Reading passage:

According to block 408, the power spectrum differences of each symmetrical sound channel pair are analyzed. For example, direct sound from a left-side speaker reaches two ears of the listener; one is directed to the right ear of the driver/passenger, and the other is directed to the left ear of the driver/passenger. The right-side speaker also outputs sound directed to each ear of the driver/passenger. The sum of the power spectrum may be identified by grouping the sound from the left-side speaker directed to each ear of the driver/passenger with the sound from the right-side speaker directed to each ear of the driver/passenger, and vice versa.
According to block 410, the power spectrum equalizer transfer function for each symmetrical output channel pair is designed. According to some embodiments, the power spectrum equalization (PSE) may be performed using the HRTF data to compute the equalization transfer function. In an example, the power sum of the sound channels of one side of the speaker is divided by the power sum of the sound channels of the other side of the speaker. According to some embodiments, the power-preserved EQ may be applied by taking the square root of the aforementioned PSE to one of the sound channels.
FIG. 5 depicts a block diagram illustrating an example power spectrum equalization and gain/delay adjustment processing for the stereo signal. According to some embodiments, the spatial image correction processing may be a cascaded process of the PSE and the amplitude and time delay alignment. Since they are all linear-time-invariant (LTI) processing, the outcome may be the same even if the processing order is changed. For example, the automotive spatial image correction system may include a right-side and left-side speaker. The left-side speaker may include left channel audio signal input 502, left channel PSE 504, left channel delay lines 506-512, left channel gain lines 514-520, and left channel outputs 522-526. The right-side speaker may include right channel audio signal input 532, right channel PSE 534, right channel delay lines 536-542, right channel gain lines 544-550, and right channel outputs 552-556. The right and left channel audio signal input may be divided into multiple sound channels. Each sound channel may correspond to one of the different sound components. The gain and the time delay of each channel may be adjusted individually. For example, each of the delay lines 506-512 and 536-542 may adjust the time delay of each sound channel. Likewise, the gains of each sound channel may be adjusted individually. Gain lines 514-520 and 544 and 550 may adjust the gains of each sound channel.

Task instructions:
[1] In the passage on automotive spatial image correction, which delay lines adjust the time delay of each sound channel?
[2] Rewrite the records from the start of the records through the line that contains "55), (256, 58)]]" as a Markdown table with the columns Number and Record line, one row per line, and leave out blank lines.

Data shown:
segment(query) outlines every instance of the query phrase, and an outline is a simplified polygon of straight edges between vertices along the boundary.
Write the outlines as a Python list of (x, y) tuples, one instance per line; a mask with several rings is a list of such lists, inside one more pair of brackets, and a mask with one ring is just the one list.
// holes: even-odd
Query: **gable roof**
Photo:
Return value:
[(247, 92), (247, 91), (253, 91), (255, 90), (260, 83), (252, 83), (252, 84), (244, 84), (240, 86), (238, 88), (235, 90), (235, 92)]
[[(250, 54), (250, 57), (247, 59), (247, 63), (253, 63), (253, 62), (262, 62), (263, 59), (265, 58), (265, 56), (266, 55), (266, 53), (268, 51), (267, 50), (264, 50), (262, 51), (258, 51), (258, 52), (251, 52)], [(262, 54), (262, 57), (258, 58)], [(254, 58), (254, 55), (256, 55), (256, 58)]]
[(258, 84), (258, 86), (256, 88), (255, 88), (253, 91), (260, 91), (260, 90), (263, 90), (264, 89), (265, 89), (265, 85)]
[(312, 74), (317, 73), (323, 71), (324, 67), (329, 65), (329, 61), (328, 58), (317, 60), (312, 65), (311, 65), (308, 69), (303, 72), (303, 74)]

Results of the exercise:
[1] Delay lines 506-512 and 536-542.

[2]
| Number | Record line |
|---|---|
| 1 | segment(query) outlines every instance of the query phrase, and an outline is a simplified polygon of straight edges between vertices along the boundary. |
| 2 | Write the outlines as a Python list of (x, y) tuples, one instance per line; a mask with several rings is a list of such lists, inside one more pair of brackets, and a mask with one ring is just the one list. |
| 3 | // holes: even-odd |
| 4 | Query: **gable roof** |
| 5 | Photo: |
| 6 | Return value: |
| 7 | [(247, 92), (247, 91), (253, 91), (255, 90), (260, 83), (252, 83), (252, 84), (244, 84), (240, 86), (238, 88), (235, 90), (235, 92)] |
| 8 | [[(250, 54), (250, 57), (247, 59), (247, 63), (253, 63), (253, 62), (262, 62), (263, 59), (265, 58), (265, 56), (266, 55), (266, 53), (268, 51), (267, 50), (264, 50), (262, 51), (258, 51), (258, 52), (251, 52)], [(262, 54), (262, 57), (258, 58)], [(254, 58), (254, 55), (256, 55), (256, 58)]] |